Set down every record once more, exactly as given.

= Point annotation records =
——
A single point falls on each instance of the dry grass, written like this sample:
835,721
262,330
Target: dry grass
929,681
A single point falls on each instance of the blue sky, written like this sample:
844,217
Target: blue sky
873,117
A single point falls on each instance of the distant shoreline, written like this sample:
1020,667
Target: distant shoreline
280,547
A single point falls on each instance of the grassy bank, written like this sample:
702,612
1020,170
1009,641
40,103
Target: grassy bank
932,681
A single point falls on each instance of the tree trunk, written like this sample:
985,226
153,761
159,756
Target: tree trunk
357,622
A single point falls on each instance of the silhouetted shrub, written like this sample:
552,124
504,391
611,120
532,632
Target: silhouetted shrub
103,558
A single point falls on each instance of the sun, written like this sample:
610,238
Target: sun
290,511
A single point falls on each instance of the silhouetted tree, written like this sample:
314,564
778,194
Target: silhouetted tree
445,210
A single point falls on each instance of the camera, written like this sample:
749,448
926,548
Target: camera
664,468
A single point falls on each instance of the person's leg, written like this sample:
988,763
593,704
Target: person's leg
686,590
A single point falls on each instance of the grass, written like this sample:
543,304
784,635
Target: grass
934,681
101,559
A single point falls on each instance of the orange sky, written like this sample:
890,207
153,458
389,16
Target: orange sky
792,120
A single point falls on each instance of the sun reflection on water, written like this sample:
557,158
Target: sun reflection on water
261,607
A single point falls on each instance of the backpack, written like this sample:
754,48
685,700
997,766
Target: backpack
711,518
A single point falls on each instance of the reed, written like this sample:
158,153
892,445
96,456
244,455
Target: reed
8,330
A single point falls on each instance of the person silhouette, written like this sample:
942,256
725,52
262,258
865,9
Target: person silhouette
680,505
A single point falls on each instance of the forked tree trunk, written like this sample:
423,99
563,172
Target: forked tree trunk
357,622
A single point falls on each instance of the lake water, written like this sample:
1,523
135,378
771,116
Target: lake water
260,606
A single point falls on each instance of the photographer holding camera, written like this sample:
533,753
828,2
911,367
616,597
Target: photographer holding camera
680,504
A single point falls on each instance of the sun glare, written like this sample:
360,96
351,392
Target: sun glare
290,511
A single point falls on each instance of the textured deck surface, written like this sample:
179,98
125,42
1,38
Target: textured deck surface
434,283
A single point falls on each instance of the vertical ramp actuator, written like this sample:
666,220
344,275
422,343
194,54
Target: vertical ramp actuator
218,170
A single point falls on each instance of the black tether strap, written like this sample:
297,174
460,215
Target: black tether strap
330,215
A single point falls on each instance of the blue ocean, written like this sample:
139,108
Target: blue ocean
——
= THE RESPONSE =
A single point falls on each instance of the dry grass, written like this sample:
835,721
262,330
Target: dry grass
929,681
A single point falls on each instance of the blue sky, written like this sample:
844,217
Target: blue sky
873,117
A single point falls on each instance of the distant shoreline, written like this sample:
1020,667
Target: distant shoreline
280,547
A single point falls on each instance of the grassy bank, written like this sample:
702,612
1020,170
1009,641
40,103
Target: grassy bank
932,681
A single point falls on each instance of the tree trunk, written like this sample:
985,226
153,761
159,756
Target: tree trunk
357,622
A single point falls on each instance of the silhouetted shrub, written like this sample:
552,124
504,391
611,120
532,632
Target: silhouetted shrub
103,558
A single point falls on each instance of the sun, written like this sample:
610,238
Target: sun
290,511
A single point falls on each instance of the silhouetted tree, written like this sample:
314,564
778,194
Target: silhouetted tree
445,210
A single point falls on each instance of the camera, written like this sample:
749,448
926,548
Target: camera
664,468
A single point falls on each instance of the person's leg, written like this sample:
988,763
593,704
Target: person's leg
686,590
A single point falls on each instance of the grass, written like this sample:
543,304
784,635
Target: grass
934,681
101,559
A single point falls on each instance of the orange sky, written like this sample:
890,207
153,458
389,16
Target: orange sky
792,120
A single point falls on each instance of the sun reflection on water, written like this sample:
557,158
Target: sun reflection on water
261,607
A single point falls on each instance of the backpack, written like this sample:
754,48
685,700
997,766
Target: backpack
711,518
A single point falls on each instance of the reed, written like this sample:
158,153
892,445
96,456
244,455
Target: reed
8,330
A single point falls on each instance of the person silhouette, written like this sample:
942,256
725,52
262,258
865,9
Target: person silhouette
680,505
A single point falls on each instance of the forked tree trunk, written like this sample:
423,99
563,172
Target: forked tree trunk
357,622
A single point falls on each instance of the lake water, written like this sample:
1,523
135,378
771,116
Target: lake water
260,606
A single point falls on each instance of the photographer holding camera, written like this sample:
533,753
828,2
911,367
616,597
Target: photographer holding camera
680,504
A single point falls on each instance of the sun glare, written like this sample:
360,96
351,392
Target: sun glare
290,511
A single point falls on each instance of the textured deck surface, written like this sample:
179,98
125,42
1,38
Target: textured deck surface
434,283
A single point falls on each instance of the vertical ramp actuator, written like this sample:
666,220
344,275
422,343
194,54
Target: vertical ramp actuator
218,170
A single point falls on each instance of the black tether strap, written like this sample:
297,174
460,215
Target: black tether strap
330,215
A single point falls on each instance of the blue ocean, written like this sample:
139,108
Target: blue ocean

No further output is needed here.